### SHORT TASK
Write out, character for character, the line containing "Every instance of the dense" and all lines after it up to the end of the listing.

### Some records
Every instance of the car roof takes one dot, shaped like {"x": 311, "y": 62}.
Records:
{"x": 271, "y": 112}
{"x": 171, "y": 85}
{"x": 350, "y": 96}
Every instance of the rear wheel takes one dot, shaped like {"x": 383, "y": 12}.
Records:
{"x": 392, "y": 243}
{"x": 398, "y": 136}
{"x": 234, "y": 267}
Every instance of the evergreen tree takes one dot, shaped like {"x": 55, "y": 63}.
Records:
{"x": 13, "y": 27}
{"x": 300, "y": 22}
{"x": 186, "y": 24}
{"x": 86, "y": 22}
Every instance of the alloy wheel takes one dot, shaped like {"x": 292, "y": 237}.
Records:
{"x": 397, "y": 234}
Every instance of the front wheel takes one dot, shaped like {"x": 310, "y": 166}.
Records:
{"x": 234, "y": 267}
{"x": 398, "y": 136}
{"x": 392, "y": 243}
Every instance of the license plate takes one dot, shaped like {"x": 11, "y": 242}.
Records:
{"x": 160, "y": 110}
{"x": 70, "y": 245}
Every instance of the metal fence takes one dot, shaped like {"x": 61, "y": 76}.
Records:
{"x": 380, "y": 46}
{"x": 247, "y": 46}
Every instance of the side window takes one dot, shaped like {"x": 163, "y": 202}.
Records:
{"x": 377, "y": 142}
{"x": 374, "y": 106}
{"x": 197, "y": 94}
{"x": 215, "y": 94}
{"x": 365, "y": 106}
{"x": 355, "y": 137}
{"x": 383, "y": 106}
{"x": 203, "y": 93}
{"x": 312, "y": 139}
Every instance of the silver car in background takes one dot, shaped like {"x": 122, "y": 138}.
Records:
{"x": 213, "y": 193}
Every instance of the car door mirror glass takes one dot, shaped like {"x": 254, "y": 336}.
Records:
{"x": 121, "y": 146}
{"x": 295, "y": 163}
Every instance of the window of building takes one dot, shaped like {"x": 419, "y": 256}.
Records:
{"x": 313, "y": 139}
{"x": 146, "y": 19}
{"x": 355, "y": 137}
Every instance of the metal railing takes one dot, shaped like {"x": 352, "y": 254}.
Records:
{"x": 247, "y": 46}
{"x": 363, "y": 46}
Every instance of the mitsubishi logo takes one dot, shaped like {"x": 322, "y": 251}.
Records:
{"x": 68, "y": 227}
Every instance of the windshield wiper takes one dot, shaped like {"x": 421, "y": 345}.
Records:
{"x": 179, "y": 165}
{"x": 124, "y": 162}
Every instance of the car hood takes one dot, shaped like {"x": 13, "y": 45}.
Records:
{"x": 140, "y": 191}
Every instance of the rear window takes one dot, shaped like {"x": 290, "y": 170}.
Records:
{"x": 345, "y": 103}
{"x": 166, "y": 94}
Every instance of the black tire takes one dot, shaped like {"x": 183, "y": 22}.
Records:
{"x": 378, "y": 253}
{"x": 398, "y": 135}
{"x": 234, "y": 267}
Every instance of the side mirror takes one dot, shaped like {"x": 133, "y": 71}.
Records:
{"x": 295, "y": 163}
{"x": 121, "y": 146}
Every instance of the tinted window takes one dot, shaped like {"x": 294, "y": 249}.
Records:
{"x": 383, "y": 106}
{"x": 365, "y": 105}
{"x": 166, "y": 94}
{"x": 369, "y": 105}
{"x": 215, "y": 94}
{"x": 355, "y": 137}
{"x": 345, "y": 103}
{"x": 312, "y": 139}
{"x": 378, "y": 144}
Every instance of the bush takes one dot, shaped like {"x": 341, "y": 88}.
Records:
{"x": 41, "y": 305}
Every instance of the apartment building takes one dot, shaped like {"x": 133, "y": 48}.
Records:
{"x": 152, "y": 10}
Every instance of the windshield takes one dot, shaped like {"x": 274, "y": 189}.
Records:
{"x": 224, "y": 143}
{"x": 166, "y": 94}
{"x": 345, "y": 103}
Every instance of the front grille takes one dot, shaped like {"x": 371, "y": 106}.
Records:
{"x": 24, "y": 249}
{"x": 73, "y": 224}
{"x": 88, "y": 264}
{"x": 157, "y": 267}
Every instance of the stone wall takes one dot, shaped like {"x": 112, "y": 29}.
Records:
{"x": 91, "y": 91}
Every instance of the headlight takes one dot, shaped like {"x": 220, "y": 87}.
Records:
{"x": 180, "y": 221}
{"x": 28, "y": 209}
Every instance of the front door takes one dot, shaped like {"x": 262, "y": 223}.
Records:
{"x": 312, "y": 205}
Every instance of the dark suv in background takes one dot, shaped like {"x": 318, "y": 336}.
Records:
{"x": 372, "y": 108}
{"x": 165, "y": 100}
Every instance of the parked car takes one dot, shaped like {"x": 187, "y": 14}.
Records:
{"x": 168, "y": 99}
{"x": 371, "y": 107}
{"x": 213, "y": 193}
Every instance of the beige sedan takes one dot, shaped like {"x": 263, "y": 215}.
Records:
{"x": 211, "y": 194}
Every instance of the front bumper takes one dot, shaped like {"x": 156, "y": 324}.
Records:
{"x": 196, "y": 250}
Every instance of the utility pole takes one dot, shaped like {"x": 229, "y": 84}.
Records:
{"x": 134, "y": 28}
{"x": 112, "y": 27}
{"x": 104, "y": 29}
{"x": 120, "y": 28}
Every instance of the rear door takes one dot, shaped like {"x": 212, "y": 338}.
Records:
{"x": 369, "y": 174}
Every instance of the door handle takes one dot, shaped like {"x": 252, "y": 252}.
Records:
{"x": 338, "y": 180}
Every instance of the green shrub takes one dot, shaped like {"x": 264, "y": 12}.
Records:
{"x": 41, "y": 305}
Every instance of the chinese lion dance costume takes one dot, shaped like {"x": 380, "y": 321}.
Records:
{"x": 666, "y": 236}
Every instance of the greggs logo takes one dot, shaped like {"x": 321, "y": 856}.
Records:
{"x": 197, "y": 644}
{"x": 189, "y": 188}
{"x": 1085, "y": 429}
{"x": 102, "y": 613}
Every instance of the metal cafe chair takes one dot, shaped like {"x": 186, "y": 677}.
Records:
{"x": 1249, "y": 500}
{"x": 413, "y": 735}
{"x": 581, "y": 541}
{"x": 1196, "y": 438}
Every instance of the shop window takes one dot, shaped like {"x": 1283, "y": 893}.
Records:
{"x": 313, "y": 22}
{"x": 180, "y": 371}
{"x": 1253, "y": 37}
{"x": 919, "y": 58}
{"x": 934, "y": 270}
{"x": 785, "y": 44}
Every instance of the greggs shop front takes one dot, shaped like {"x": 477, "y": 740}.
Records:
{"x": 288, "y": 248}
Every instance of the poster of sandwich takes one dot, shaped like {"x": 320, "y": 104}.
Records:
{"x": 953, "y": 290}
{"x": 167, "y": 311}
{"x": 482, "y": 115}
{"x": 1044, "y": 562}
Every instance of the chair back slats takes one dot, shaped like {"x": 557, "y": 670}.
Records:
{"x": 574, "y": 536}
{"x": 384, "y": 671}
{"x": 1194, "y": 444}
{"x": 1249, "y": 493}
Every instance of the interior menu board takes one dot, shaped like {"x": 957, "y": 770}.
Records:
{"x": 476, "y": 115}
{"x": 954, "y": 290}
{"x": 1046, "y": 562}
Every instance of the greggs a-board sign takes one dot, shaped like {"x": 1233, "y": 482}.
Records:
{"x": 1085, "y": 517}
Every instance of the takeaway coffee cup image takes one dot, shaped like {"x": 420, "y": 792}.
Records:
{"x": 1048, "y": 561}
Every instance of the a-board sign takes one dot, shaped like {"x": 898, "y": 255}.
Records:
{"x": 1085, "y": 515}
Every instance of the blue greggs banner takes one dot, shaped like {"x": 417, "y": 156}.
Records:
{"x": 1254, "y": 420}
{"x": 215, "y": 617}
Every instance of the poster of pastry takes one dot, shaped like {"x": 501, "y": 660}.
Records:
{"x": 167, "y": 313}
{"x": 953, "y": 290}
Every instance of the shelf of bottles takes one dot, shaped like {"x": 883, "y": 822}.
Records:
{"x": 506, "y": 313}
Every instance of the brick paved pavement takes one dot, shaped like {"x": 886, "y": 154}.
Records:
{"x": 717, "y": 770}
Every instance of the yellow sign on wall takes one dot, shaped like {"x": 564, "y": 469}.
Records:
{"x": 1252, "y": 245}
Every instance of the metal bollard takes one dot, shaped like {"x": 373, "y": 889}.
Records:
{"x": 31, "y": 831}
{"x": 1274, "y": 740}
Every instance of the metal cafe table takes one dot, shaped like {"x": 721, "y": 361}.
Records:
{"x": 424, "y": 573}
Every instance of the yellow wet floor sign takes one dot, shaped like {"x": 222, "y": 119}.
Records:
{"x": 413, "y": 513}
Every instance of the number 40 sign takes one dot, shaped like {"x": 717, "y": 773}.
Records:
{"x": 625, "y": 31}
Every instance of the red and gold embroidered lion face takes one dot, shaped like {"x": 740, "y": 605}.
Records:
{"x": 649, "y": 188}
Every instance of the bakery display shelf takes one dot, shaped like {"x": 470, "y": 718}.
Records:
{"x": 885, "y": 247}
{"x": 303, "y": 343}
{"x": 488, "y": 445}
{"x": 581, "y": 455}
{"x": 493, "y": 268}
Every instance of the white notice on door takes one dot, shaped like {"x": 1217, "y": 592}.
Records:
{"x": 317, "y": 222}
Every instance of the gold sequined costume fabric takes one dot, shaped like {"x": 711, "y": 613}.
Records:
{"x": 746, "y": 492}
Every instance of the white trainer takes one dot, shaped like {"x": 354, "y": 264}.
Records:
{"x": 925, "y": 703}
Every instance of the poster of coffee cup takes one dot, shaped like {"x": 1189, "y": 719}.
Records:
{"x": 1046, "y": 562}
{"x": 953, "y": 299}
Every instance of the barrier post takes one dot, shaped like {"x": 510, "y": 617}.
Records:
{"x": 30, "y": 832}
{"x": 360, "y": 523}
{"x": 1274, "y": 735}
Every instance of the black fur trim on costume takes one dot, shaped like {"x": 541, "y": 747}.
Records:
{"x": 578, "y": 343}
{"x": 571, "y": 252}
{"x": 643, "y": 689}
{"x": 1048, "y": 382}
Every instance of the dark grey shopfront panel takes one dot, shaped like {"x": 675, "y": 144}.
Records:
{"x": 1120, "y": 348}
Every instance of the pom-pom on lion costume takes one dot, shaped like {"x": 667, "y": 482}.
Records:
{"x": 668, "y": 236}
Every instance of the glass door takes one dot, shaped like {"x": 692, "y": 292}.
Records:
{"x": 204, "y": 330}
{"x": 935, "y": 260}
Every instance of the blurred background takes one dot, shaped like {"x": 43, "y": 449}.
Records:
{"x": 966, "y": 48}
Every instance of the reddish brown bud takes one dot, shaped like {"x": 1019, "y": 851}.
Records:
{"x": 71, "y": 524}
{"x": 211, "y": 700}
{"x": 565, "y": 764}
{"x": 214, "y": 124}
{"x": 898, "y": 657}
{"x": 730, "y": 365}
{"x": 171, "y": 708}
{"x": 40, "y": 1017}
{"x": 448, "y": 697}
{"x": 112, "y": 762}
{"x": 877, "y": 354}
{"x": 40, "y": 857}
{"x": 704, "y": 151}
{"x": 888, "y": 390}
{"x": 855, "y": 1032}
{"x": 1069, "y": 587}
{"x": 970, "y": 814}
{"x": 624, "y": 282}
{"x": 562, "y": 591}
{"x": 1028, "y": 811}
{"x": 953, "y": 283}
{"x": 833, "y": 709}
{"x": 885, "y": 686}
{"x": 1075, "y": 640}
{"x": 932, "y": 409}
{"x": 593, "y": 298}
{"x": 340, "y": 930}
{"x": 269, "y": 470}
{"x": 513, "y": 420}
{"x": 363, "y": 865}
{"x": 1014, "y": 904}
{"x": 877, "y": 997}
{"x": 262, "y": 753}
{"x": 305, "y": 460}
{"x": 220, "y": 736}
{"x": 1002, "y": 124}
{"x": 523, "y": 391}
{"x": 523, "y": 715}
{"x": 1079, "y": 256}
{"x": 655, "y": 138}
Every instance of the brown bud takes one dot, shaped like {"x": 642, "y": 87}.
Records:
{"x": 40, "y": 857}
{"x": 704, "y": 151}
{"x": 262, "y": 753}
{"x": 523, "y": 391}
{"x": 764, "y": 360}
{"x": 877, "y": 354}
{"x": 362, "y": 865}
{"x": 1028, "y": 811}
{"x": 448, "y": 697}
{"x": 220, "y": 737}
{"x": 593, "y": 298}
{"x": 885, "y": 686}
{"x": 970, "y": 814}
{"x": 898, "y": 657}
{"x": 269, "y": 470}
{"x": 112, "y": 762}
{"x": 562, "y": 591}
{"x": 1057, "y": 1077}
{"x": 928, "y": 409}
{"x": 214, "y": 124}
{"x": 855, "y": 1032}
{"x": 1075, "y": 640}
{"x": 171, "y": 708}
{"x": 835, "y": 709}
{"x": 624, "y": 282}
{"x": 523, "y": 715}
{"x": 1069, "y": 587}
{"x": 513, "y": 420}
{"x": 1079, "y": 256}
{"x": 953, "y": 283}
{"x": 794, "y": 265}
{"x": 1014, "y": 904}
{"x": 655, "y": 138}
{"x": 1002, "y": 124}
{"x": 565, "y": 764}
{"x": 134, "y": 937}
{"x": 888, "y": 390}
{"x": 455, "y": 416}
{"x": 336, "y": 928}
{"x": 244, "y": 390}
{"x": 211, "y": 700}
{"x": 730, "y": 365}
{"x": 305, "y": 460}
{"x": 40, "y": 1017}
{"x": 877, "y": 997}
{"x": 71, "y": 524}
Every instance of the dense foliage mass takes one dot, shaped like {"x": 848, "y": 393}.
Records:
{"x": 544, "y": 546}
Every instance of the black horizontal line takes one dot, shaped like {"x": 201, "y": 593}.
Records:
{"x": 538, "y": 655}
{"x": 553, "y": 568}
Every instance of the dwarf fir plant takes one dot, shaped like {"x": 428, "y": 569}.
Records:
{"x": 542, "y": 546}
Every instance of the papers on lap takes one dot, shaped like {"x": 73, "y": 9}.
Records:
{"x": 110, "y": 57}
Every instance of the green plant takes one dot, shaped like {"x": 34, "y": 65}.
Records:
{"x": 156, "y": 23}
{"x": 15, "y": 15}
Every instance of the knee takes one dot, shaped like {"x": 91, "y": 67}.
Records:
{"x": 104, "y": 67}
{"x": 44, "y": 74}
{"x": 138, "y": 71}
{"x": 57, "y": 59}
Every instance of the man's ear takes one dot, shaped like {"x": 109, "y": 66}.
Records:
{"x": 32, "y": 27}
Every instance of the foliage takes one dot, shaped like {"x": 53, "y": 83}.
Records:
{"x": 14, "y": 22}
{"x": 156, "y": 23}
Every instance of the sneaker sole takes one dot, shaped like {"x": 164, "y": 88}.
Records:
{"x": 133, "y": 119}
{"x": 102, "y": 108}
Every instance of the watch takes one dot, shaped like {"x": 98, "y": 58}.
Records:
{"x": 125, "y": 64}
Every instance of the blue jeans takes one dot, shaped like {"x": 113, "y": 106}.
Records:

### FINAL ANSWER
Every instance of the dense foliage mass takes one dot, shaped like {"x": 848, "y": 393}.
Records:
{"x": 544, "y": 546}
Every instance of the black horizontal line takes one dot, shaped like {"x": 201, "y": 593}.
Records:
{"x": 538, "y": 655}
{"x": 553, "y": 568}
Every instance of the dwarf fir plant takes one dot, shaped like {"x": 428, "y": 569}.
Records:
{"x": 542, "y": 546}
Every instance of the papers on lap takes one dot, shaped like {"x": 73, "y": 9}.
Records:
{"x": 110, "y": 57}
Every instance of the green plant takes one dot, shaped like {"x": 34, "y": 65}.
Records:
{"x": 156, "y": 23}
{"x": 15, "y": 15}
Every instance of the knee takes one dot, shaped like {"x": 91, "y": 67}.
Records:
{"x": 104, "y": 67}
{"x": 44, "y": 74}
{"x": 138, "y": 71}
{"x": 57, "y": 59}
Every instance of the man's ear takes one dot, shaped like {"x": 109, "y": 66}.
Records:
{"x": 32, "y": 27}
Every instance of the foliage takes one dot, shaped like {"x": 53, "y": 83}.
Records:
{"x": 14, "y": 22}
{"x": 156, "y": 23}
Every instance of the sneaker sole takes one dot, shaped like {"x": 164, "y": 88}.
Records:
{"x": 133, "y": 119}
{"x": 102, "y": 108}
Every instance of the watch takes one dot, shaped like {"x": 98, "y": 58}.
Records:
{"x": 125, "y": 64}
Every instance of the blue jeans takes one dot, shaped like {"x": 113, "y": 106}.
Records:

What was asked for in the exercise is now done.